_GOAL_
Please reproduce every one of the rows below word for word, keeping each line unchanged.

_SUPPLIED MATERIAL_
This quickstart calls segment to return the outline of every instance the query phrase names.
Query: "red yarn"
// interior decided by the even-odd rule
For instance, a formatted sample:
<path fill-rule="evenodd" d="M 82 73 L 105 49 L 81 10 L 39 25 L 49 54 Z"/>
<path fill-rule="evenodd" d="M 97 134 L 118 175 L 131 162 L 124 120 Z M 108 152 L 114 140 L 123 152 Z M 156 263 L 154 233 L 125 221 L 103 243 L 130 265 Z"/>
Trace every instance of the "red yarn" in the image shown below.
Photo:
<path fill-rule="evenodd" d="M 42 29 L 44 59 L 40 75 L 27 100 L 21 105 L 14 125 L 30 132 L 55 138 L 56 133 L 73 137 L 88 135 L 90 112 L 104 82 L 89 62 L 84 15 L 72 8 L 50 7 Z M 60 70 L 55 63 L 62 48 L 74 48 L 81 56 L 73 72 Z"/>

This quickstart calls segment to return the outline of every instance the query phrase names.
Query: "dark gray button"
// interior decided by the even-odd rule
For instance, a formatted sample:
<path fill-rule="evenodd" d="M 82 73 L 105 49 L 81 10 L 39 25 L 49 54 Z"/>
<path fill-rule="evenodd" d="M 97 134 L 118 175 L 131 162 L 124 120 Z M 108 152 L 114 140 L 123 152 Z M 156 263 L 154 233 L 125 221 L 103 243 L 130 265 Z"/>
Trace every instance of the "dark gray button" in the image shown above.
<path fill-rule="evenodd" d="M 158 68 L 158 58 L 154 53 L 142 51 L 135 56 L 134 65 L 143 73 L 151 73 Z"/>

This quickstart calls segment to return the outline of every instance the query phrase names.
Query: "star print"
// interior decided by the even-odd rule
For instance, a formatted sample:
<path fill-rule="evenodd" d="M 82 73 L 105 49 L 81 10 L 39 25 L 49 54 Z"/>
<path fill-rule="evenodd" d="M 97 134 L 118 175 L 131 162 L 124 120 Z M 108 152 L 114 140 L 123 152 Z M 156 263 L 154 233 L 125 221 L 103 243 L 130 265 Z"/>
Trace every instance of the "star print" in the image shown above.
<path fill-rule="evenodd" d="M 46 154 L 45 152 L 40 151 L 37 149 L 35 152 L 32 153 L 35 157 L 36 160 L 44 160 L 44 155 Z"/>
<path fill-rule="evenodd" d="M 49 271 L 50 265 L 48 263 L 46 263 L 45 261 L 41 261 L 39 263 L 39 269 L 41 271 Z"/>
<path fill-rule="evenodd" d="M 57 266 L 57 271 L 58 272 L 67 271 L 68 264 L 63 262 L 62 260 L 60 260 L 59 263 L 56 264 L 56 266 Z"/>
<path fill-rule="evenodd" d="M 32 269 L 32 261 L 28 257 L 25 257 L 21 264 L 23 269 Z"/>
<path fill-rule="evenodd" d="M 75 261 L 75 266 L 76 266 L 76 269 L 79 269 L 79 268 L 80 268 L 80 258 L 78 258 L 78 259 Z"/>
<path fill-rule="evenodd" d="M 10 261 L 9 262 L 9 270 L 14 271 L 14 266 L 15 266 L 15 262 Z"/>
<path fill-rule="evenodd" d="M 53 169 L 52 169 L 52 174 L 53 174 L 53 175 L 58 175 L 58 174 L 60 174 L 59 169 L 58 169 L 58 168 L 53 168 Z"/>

_ANSWER TO THIS PROBLEM_
This quickstart calls segment to return the outline of every instance the query phrase names.
Query: "red yarn"
// interior decided by the even-odd rule
For instance, a formatted sample:
<path fill-rule="evenodd" d="M 82 73 L 105 49 L 81 10 L 39 25 L 49 54 Z"/>
<path fill-rule="evenodd" d="M 97 134 L 118 175 L 131 162 L 124 120 Z M 108 152 L 114 140 L 123 152 Z M 156 263 L 154 233 L 125 221 L 103 243 L 130 265 Z"/>
Trace every instance of the "red yarn" in the image shown below.
Photo:
<path fill-rule="evenodd" d="M 42 29 L 44 59 L 40 75 L 27 100 L 21 105 L 14 125 L 30 132 L 55 138 L 56 133 L 73 137 L 88 135 L 90 112 L 104 82 L 89 62 L 84 15 L 72 8 L 50 7 Z M 60 70 L 55 63 L 62 48 L 74 48 L 81 56 L 73 72 Z"/>

This quickstart calls segment to return the outline of every instance the query phrase names.
Query: "dark gray button"
// interior decided by the even-odd rule
For instance, a formatted sample:
<path fill-rule="evenodd" d="M 82 73 L 105 49 L 81 10 L 39 25 L 49 54 Z"/>
<path fill-rule="evenodd" d="M 97 134 L 118 175 L 131 162 L 124 120 Z M 108 152 L 114 140 L 123 152 Z M 156 263 L 154 233 L 125 221 L 103 243 L 130 265 Z"/>
Trace every instance of the "dark gray button" in the image shown above.
<path fill-rule="evenodd" d="M 158 68 L 158 58 L 154 53 L 142 51 L 135 56 L 134 65 L 143 73 L 151 73 Z"/>

This quickstart calls segment to return the outline of every instance the query phrase names.
Query: "star print"
// interior decided by the even-odd rule
For instance, a formatted sample:
<path fill-rule="evenodd" d="M 82 73 L 105 49 L 81 10 L 39 25 L 49 54 Z"/>
<path fill-rule="evenodd" d="M 97 134 L 118 175 L 131 162 L 124 120 Z M 108 152 L 114 140 L 123 152 Z M 156 263 L 154 233 L 125 221 L 103 243 L 130 265 Z"/>
Trace every instance of the "star print" in the image shown above.
<path fill-rule="evenodd" d="M 46 154 L 45 152 L 40 151 L 37 149 L 35 152 L 32 153 L 35 157 L 36 160 L 44 160 L 44 155 Z"/>
<path fill-rule="evenodd" d="M 49 271 L 50 265 L 48 263 L 46 263 L 45 261 L 41 261 L 39 263 L 39 269 L 41 271 Z"/>
<path fill-rule="evenodd" d="M 57 266 L 57 271 L 58 272 L 67 271 L 68 264 L 63 262 L 62 260 L 60 260 L 59 263 L 56 264 L 56 266 Z"/>
<path fill-rule="evenodd" d="M 32 269 L 32 261 L 28 257 L 25 257 L 21 264 L 23 269 Z"/>
<path fill-rule="evenodd" d="M 75 261 L 75 266 L 76 266 L 76 269 L 79 269 L 79 268 L 80 268 L 80 258 L 78 258 L 78 259 Z"/>
<path fill-rule="evenodd" d="M 10 261 L 9 262 L 9 270 L 14 271 L 14 266 L 15 266 L 15 262 Z"/>
<path fill-rule="evenodd" d="M 53 169 L 52 169 L 52 174 L 53 174 L 53 175 L 58 175 L 58 174 L 60 174 L 59 169 L 58 169 L 58 168 L 53 168 Z"/>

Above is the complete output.